→ What to produce
Can you format every line of the listing below as a numbered list, with blank lines and the pictures left out?

→ Material for this task
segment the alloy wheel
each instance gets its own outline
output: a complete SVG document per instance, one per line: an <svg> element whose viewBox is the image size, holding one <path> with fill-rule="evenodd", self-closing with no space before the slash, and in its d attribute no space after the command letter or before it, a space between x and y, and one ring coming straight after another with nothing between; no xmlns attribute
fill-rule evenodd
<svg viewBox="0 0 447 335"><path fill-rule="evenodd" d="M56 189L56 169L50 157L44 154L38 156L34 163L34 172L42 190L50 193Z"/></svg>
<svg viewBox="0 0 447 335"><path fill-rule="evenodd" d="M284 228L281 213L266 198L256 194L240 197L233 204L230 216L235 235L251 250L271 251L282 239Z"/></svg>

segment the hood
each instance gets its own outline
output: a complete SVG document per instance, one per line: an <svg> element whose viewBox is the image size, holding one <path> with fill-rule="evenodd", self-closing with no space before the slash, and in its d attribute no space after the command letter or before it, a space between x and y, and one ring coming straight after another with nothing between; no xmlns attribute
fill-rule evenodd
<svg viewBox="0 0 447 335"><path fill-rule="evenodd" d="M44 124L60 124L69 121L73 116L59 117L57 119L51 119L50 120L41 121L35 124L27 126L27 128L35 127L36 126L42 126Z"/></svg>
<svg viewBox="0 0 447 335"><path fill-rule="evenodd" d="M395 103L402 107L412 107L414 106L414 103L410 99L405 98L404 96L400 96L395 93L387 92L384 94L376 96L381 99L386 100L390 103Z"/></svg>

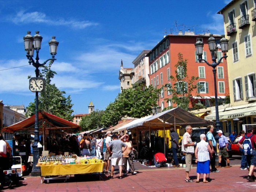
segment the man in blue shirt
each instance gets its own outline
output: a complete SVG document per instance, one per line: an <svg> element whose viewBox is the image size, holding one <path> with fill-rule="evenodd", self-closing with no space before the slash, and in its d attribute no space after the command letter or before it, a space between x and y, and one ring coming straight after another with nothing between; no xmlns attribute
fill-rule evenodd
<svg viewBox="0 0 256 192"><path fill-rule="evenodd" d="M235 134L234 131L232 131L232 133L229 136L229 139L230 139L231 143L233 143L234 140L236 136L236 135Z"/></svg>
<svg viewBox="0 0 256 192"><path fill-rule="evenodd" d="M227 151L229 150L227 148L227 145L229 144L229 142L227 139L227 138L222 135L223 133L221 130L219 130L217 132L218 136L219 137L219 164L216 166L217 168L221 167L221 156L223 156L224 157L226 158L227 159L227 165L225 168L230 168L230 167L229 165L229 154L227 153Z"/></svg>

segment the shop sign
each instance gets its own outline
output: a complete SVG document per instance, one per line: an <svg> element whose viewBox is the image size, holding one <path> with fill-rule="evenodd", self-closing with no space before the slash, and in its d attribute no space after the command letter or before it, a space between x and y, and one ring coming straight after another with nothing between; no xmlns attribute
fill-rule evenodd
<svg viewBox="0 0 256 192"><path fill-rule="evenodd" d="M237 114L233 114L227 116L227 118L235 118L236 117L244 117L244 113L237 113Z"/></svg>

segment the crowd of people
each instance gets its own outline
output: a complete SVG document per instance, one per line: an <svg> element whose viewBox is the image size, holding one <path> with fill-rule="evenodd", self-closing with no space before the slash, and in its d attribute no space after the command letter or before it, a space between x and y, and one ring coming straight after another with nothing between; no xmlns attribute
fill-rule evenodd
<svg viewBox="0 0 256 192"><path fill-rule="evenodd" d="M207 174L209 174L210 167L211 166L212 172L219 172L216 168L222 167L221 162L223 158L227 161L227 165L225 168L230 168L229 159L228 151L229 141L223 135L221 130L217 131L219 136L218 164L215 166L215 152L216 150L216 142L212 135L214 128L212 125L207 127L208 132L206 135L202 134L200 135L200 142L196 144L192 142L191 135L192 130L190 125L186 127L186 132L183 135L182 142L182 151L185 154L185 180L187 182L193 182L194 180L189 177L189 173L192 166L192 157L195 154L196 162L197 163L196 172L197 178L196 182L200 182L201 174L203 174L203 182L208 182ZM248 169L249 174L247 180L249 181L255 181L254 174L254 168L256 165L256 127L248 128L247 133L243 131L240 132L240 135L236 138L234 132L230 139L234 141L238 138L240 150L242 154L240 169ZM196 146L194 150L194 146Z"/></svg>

→ Task response
1. segment the alloy wheel
2. each instance gets its own outline
3. output: a complete SVG document per instance, one per line: an <svg> element whose viewBox is the image size, holding one <path> with fill-rule="evenodd", self-closing with no space before the slash, and in its d attribute no space after the command letter or before it, a space between x and y, and one ring coming straight after another with nothing between; no xmlns attribute
4. fill-rule evenodd
5. <svg viewBox="0 0 447 335"><path fill-rule="evenodd" d="M56 189L56 169L50 157L44 154L38 156L34 163L34 172L42 190L50 193Z"/></svg>
6. <svg viewBox="0 0 447 335"><path fill-rule="evenodd" d="M284 228L281 213L266 198L256 194L240 197L233 204L230 216L235 235L251 250L271 251L282 239Z"/></svg>
7. segment the hood
8. each instance gets its own outline
9. output: a complete SVG document per instance, one per line: an <svg> element whose viewBox is the image size, holding one <path> with fill-rule="evenodd", self-closing with no space before the slash, and in its d attribute no space after the command letter or before it, a space between x and y, and one ring coming straight after another with nothing between; no xmlns attribute
10. fill-rule evenodd
11. <svg viewBox="0 0 447 335"><path fill-rule="evenodd" d="M44 124L60 124L69 121L73 116L59 117L57 119L51 119L50 120L41 121L35 124L27 126L27 128L35 127L36 126L42 126Z"/></svg>
12. <svg viewBox="0 0 447 335"><path fill-rule="evenodd" d="M395 103L402 107L412 107L414 106L414 103L410 99L405 98L404 96L400 96L395 93L387 92L384 94L376 96L381 99L386 100L390 103Z"/></svg>
13. segment the man in blue shirt
14. each instance gets its own outline
15. output: a complete SVG document per instance, one per line: an <svg> element whose viewBox is the image size, holding one <path> with fill-rule="evenodd", self-closing with no space before the slash, and in its d attribute no space after the command letter or before it, a space between x and y, and one ring coming straight after another with nothing between; no xmlns attribute
16. fill-rule evenodd
17. <svg viewBox="0 0 256 192"><path fill-rule="evenodd" d="M235 134L234 131L232 131L232 133L229 136L229 139L230 139L231 143L233 143L234 140L236 136L236 135Z"/></svg>
18. <svg viewBox="0 0 256 192"><path fill-rule="evenodd" d="M227 151L229 150L227 148L227 145L229 144L229 142L227 139L227 138L222 135L223 133L221 130L219 130L217 132L218 136L219 137L219 164L216 166L217 168L221 167L221 156L223 156L224 157L226 158L227 159L227 165L225 168L230 168L230 167L229 165L229 154L227 153Z"/></svg>
19. segment the shop sign
20. each instance gets its own outline
21. output: a complete SVG document per instance, one per line: an <svg> element whose viewBox is the image size, holding one <path> with fill-rule="evenodd", self-closing with no space before the slash, and in its d attribute no space after the command letter or before it, a space between x and y, and one ring coming straight after another with nothing between; no xmlns attribute
22. fill-rule evenodd
23. <svg viewBox="0 0 256 192"><path fill-rule="evenodd" d="M237 114L233 114L227 116L227 118L235 118L236 117L244 117L244 113L237 113Z"/></svg>
24. segment the crowd of people
25. each instance gets its own outline
26. output: a complete SVG document per instance, one per line: an <svg> element whose viewBox is the image size, holding one <path> with fill-rule="evenodd", self-closing with no space before the slash, and in its d attribute no space after the command letter or before it, a space between x and y, and one ring coming straight after another with nothing between; no xmlns attribute
27. fill-rule evenodd
28. <svg viewBox="0 0 256 192"><path fill-rule="evenodd" d="M207 174L209 174L210 167L211 166L212 172L219 172L216 168L222 167L221 162L223 158L227 161L227 165L225 168L230 168L229 159L228 151L229 141L223 135L221 130L217 131L219 136L218 164L215 166L215 152L216 150L216 142L212 135L214 128L212 125L207 127L208 132L206 135L202 134L200 135L200 142L196 144L192 142L191 135L192 130L190 125L186 127L186 132L183 135L182 142L182 151L185 154L185 180L187 182L193 182L194 180L189 177L189 173L192 166L192 157L195 154L196 162L197 163L196 172L197 178L196 182L200 182L201 174L203 174L203 182L208 182ZM248 169L249 174L247 180L249 181L255 181L254 174L254 168L256 165L256 127L248 128L247 133L243 131L240 132L240 135L236 138L234 132L230 139L234 141L238 138L240 150L242 154L240 169ZM196 146L194 150L194 146Z"/></svg>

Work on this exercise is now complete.